## [Aim of the exercise]
Print exactly the lines below between the line holding "# place a dot on each instance of the front side" and the line holding "# place a dot on each instance of the car taillight", inclusive, and nothing more.

Data to examine Start Marker

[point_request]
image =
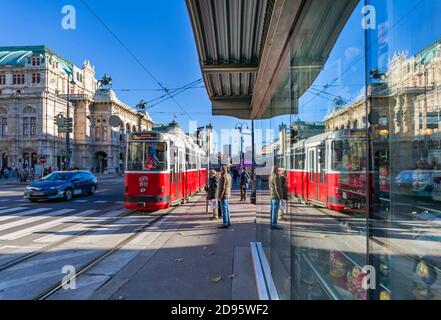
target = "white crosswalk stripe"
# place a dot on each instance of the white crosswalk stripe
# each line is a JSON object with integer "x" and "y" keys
{"x": 47, "y": 225}
{"x": 66, "y": 233}
{"x": 24, "y": 213}
{"x": 12, "y": 209}
{"x": 34, "y": 219}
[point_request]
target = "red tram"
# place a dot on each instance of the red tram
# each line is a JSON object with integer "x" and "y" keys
{"x": 163, "y": 168}
{"x": 328, "y": 169}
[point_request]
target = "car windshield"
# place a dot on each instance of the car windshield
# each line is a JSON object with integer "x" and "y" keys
{"x": 59, "y": 176}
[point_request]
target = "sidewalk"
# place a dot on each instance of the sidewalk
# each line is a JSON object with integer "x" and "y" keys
{"x": 191, "y": 259}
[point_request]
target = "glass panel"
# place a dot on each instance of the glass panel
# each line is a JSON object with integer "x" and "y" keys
{"x": 405, "y": 106}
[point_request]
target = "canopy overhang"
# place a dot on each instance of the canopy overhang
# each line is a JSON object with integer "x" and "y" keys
{"x": 242, "y": 45}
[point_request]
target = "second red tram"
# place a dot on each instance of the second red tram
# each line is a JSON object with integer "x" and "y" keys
{"x": 163, "y": 168}
{"x": 328, "y": 169}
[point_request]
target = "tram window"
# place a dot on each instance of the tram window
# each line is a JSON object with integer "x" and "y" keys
{"x": 147, "y": 156}
{"x": 321, "y": 160}
{"x": 299, "y": 159}
{"x": 349, "y": 155}
{"x": 311, "y": 166}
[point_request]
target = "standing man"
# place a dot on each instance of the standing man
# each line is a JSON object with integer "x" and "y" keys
{"x": 211, "y": 189}
{"x": 284, "y": 189}
{"x": 244, "y": 181}
{"x": 224, "y": 195}
{"x": 276, "y": 196}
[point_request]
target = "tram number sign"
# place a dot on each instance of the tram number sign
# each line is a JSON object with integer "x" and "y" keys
{"x": 143, "y": 183}
{"x": 145, "y": 136}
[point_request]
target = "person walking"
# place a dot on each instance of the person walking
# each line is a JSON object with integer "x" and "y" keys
{"x": 244, "y": 181}
{"x": 284, "y": 190}
{"x": 211, "y": 189}
{"x": 224, "y": 195}
{"x": 276, "y": 196}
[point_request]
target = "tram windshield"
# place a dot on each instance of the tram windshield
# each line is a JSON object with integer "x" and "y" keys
{"x": 349, "y": 155}
{"x": 146, "y": 156}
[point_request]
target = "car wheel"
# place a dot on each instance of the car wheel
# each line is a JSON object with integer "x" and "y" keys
{"x": 68, "y": 194}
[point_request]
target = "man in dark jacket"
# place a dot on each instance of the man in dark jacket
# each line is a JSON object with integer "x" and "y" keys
{"x": 211, "y": 189}
{"x": 244, "y": 181}
{"x": 276, "y": 196}
{"x": 224, "y": 195}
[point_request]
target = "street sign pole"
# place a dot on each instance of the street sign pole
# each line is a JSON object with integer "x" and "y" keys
{"x": 68, "y": 133}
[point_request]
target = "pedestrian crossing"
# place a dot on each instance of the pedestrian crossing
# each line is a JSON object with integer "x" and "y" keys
{"x": 26, "y": 231}
{"x": 24, "y": 202}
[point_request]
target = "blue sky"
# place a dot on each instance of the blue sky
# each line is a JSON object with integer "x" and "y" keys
{"x": 160, "y": 35}
{"x": 157, "y": 32}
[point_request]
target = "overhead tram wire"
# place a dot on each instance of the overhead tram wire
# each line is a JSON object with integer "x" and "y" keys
{"x": 165, "y": 98}
{"x": 178, "y": 91}
{"x": 167, "y": 91}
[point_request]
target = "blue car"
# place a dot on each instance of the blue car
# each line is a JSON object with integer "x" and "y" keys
{"x": 62, "y": 185}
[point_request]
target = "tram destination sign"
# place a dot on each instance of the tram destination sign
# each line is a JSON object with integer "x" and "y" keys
{"x": 145, "y": 136}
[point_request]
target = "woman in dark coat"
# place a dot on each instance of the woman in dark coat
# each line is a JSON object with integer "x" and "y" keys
{"x": 212, "y": 189}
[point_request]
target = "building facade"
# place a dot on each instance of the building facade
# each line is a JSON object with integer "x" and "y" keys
{"x": 359, "y": 219}
{"x": 35, "y": 88}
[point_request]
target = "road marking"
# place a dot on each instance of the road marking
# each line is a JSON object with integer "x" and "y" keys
{"x": 47, "y": 225}
{"x": 12, "y": 209}
{"x": 68, "y": 232}
{"x": 34, "y": 219}
{"x": 23, "y": 214}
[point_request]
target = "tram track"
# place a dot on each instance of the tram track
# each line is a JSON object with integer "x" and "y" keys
{"x": 95, "y": 261}
{"x": 44, "y": 249}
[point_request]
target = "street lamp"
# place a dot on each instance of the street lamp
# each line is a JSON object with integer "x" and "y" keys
{"x": 239, "y": 126}
{"x": 68, "y": 151}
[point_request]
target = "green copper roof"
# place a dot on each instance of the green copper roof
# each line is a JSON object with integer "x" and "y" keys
{"x": 17, "y": 56}
{"x": 14, "y": 57}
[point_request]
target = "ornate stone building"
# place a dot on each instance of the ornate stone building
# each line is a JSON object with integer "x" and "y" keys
{"x": 34, "y": 90}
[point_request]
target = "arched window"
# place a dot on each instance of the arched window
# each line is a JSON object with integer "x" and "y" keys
{"x": 3, "y": 121}
{"x": 101, "y": 129}
{"x": 29, "y": 110}
{"x": 29, "y": 122}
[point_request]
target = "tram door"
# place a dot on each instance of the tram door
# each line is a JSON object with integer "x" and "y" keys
{"x": 174, "y": 165}
{"x": 322, "y": 187}
{"x": 313, "y": 176}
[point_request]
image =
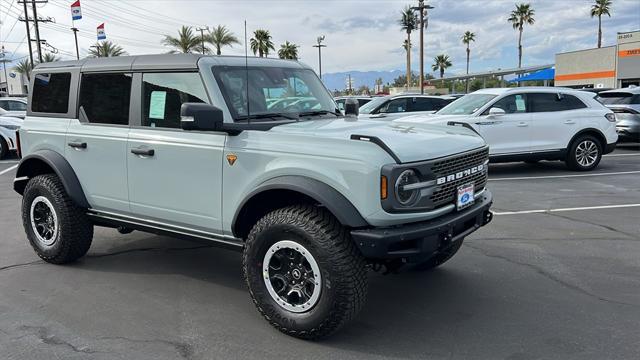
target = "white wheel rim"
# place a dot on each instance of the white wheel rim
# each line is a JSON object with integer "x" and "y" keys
{"x": 294, "y": 284}
{"x": 44, "y": 221}
{"x": 586, "y": 153}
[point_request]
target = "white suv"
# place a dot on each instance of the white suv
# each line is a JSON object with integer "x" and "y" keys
{"x": 534, "y": 123}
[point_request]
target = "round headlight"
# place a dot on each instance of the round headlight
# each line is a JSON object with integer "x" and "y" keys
{"x": 404, "y": 196}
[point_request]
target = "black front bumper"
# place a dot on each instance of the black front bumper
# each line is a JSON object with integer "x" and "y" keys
{"x": 416, "y": 241}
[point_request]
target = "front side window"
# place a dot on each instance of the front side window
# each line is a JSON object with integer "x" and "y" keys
{"x": 104, "y": 98}
{"x": 512, "y": 104}
{"x": 163, "y": 95}
{"x": 51, "y": 93}
{"x": 272, "y": 92}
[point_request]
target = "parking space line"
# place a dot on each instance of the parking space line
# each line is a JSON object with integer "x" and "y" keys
{"x": 497, "y": 213}
{"x": 565, "y": 176}
{"x": 7, "y": 170}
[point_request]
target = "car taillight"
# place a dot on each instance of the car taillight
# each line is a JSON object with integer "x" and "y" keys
{"x": 611, "y": 117}
{"x": 18, "y": 149}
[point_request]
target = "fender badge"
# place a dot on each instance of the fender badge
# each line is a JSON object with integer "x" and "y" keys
{"x": 231, "y": 159}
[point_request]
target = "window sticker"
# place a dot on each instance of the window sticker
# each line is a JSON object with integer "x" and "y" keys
{"x": 157, "y": 105}
{"x": 520, "y": 106}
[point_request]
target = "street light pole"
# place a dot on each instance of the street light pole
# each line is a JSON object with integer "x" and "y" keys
{"x": 320, "y": 39}
{"x": 422, "y": 9}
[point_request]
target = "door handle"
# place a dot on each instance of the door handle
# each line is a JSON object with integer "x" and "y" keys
{"x": 78, "y": 145}
{"x": 143, "y": 152}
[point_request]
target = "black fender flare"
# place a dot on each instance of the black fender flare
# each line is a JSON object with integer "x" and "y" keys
{"x": 324, "y": 194}
{"x": 31, "y": 165}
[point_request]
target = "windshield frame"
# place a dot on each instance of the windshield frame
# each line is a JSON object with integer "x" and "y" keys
{"x": 492, "y": 98}
{"x": 264, "y": 116}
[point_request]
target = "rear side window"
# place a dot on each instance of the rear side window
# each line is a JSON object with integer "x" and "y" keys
{"x": 164, "y": 93}
{"x": 547, "y": 102}
{"x": 51, "y": 93}
{"x": 105, "y": 98}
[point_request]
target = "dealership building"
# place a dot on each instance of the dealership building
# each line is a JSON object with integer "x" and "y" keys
{"x": 607, "y": 67}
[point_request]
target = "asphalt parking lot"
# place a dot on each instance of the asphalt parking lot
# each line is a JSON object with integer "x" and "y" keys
{"x": 555, "y": 276}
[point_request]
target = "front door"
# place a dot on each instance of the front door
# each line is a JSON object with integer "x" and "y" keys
{"x": 508, "y": 133}
{"x": 175, "y": 176}
{"x": 96, "y": 143}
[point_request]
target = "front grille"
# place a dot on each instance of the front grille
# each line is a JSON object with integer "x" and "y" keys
{"x": 446, "y": 193}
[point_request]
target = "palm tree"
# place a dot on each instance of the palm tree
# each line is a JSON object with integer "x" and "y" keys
{"x": 48, "y": 57}
{"x": 288, "y": 51}
{"x": 220, "y": 37}
{"x": 186, "y": 42}
{"x": 601, "y": 7}
{"x": 467, "y": 38}
{"x": 441, "y": 62}
{"x": 408, "y": 22}
{"x": 261, "y": 43}
{"x": 24, "y": 68}
{"x": 523, "y": 14}
{"x": 106, "y": 49}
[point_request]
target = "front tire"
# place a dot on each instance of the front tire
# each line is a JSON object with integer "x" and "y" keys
{"x": 59, "y": 231}
{"x": 304, "y": 273}
{"x": 584, "y": 153}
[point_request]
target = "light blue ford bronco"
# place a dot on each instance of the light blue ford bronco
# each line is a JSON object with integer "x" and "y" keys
{"x": 250, "y": 154}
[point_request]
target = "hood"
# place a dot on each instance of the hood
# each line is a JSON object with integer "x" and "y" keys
{"x": 409, "y": 143}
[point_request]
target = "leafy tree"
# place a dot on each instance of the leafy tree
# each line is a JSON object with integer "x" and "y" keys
{"x": 261, "y": 43}
{"x": 186, "y": 42}
{"x": 288, "y": 51}
{"x": 408, "y": 22}
{"x": 220, "y": 37}
{"x": 522, "y": 15}
{"x": 106, "y": 49}
{"x": 601, "y": 7}
{"x": 467, "y": 38}
{"x": 441, "y": 62}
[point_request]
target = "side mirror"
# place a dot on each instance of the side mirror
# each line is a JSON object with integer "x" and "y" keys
{"x": 351, "y": 108}
{"x": 496, "y": 112}
{"x": 201, "y": 116}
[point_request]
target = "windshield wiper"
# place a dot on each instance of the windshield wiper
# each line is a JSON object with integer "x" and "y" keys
{"x": 268, "y": 116}
{"x": 320, "y": 112}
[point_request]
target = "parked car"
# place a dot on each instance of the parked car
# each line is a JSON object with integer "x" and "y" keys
{"x": 395, "y": 106}
{"x": 340, "y": 100}
{"x": 8, "y": 127}
{"x": 185, "y": 145}
{"x": 534, "y": 123}
{"x": 625, "y": 104}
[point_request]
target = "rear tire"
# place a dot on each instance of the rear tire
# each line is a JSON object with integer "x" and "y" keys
{"x": 308, "y": 240}
{"x": 584, "y": 153}
{"x": 440, "y": 257}
{"x": 59, "y": 231}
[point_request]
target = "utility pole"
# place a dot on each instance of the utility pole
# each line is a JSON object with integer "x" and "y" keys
{"x": 320, "y": 39}
{"x": 202, "y": 36}
{"x": 422, "y": 8}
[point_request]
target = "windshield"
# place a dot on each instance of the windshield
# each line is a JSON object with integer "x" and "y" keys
{"x": 372, "y": 105}
{"x": 466, "y": 105}
{"x": 618, "y": 98}
{"x": 281, "y": 92}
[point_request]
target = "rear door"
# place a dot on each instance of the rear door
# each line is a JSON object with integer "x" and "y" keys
{"x": 509, "y": 133}
{"x": 175, "y": 176}
{"x": 555, "y": 118}
{"x": 96, "y": 142}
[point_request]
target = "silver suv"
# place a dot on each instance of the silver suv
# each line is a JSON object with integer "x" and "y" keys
{"x": 186, "y": 146}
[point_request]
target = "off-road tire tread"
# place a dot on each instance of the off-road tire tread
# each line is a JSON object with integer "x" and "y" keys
{"x": 76, "y": 230}
{"x": 334, "y": 238}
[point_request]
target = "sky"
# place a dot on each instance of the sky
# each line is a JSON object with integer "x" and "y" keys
{"x": 360, "y": 35}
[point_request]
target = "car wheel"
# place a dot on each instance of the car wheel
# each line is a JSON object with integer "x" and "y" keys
{"x": 441, "y": 257}
{"x": 584, "y": 153}
{"x": 4, "y": 148}
{"x": 304, "y": 273}
{"x": 58, "y": 230}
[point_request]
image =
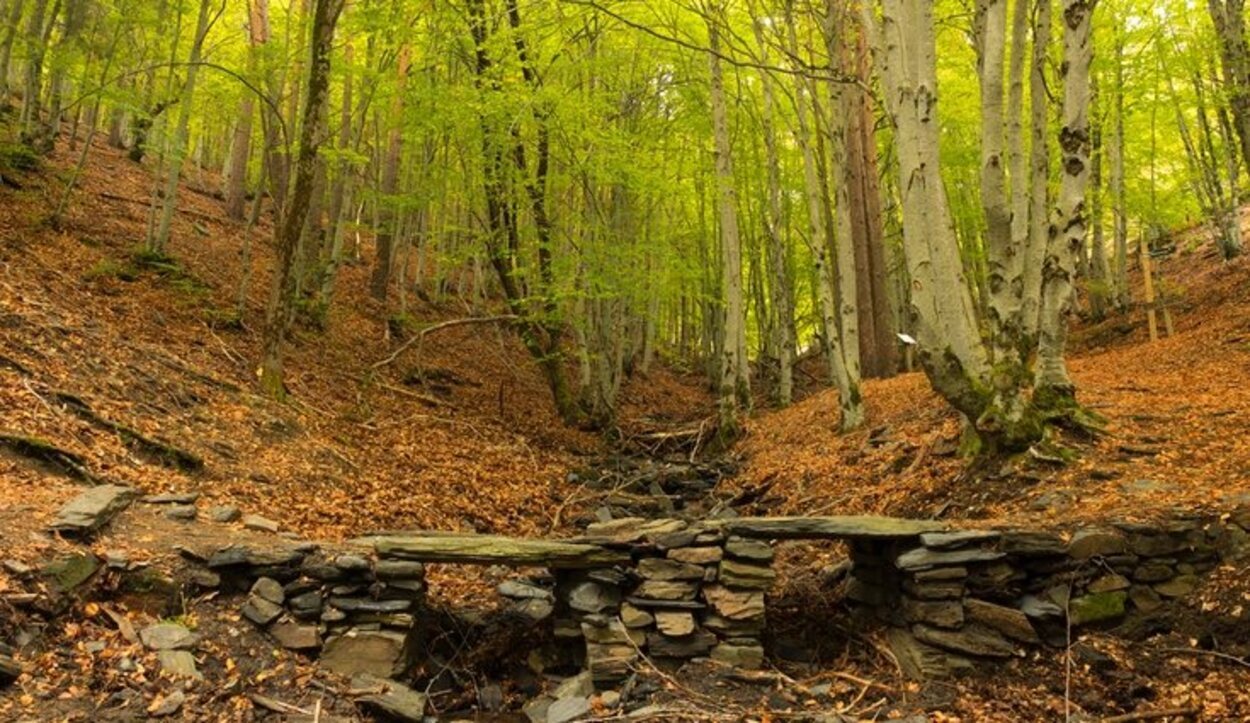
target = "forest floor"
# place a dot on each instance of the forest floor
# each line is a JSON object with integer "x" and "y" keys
{"x": 473, "y": 443}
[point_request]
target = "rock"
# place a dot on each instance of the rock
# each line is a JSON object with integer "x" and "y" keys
{"x": 665, "y": 569}
{"x": 168, "y": 637}
{"x": 736, "y": 574}
{"x": 634, "y": 617}
{"x": 744, "y": 657}
{"x": 260, "y": 611}
{"x": 69, "y": 572}
{"x": 1145, "y": 598}
{"x": 1153, "y": 573}
{"x": 396, "y": 702}
{"x": 686, "y": 647}
{"x": 260, "y": 523}
{"x": 351, "y": 563}
{"x": 173, "y": 498}
{"x": 704, "y": 556}
{"x": 853, "y": 527}
{"x": 166, "y": 706}
{"x": 593, "y": 597}
{"x": 1109, "y": 583}
{"x": 665, "y": 591}
{"x": 924, "y": 558}
{"x": 971, "y": 639}
{"x": 296, "y": 637}
{"x": 1010, "y": 622}
{"x": 749, "y": 551}
{"x": 1178, "y": 587}
{"x": 179, "y": 663}
{"x": 568, "y": 709}
{"x": 949, "y": 540}
{"x": 1096, "y": 542}
{"x": 1033, "y": 543}
{"x": 224, "y": 513}
{"x": 374, "y": 652}
{"x": 735, "y": 606}
{"x": 93, "y": 509}
{"x": 269, "y": 589}
{"x": 520, "y": 591}
{"x": 580, "y": 686}
{"x": 535, "y": 711}
{"x": 939, "y": 613}
{"x": 675, "y": 623}
{"x": 399, "y": 571}
{"x": 533, "y": 609}
{"x": 1094, "y": 608}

Data to examine End Marker

## [Exercise answer]
# place a dot on each instance of the front side window
# each line is a JSON object with integer "x" and "y" keys
{"x": 104, "y": 98}
{"x": 512, "y": 104}
{"x": 163, "y": 95}
{"x": 51, "y": 93}
{"x": 272, "y": 92}
[point_request]
target = "parking space line"
# place a dot on each instance of the parking space line
# each line is a JSON object with integer "x" and "y" keys
{"x": 497, "y": 213}
{"x": 565, "y": 176}
{"x": 7, "y": 170}
[point_request]
target = "car taillight"
# place a dot on each instance of the car taillight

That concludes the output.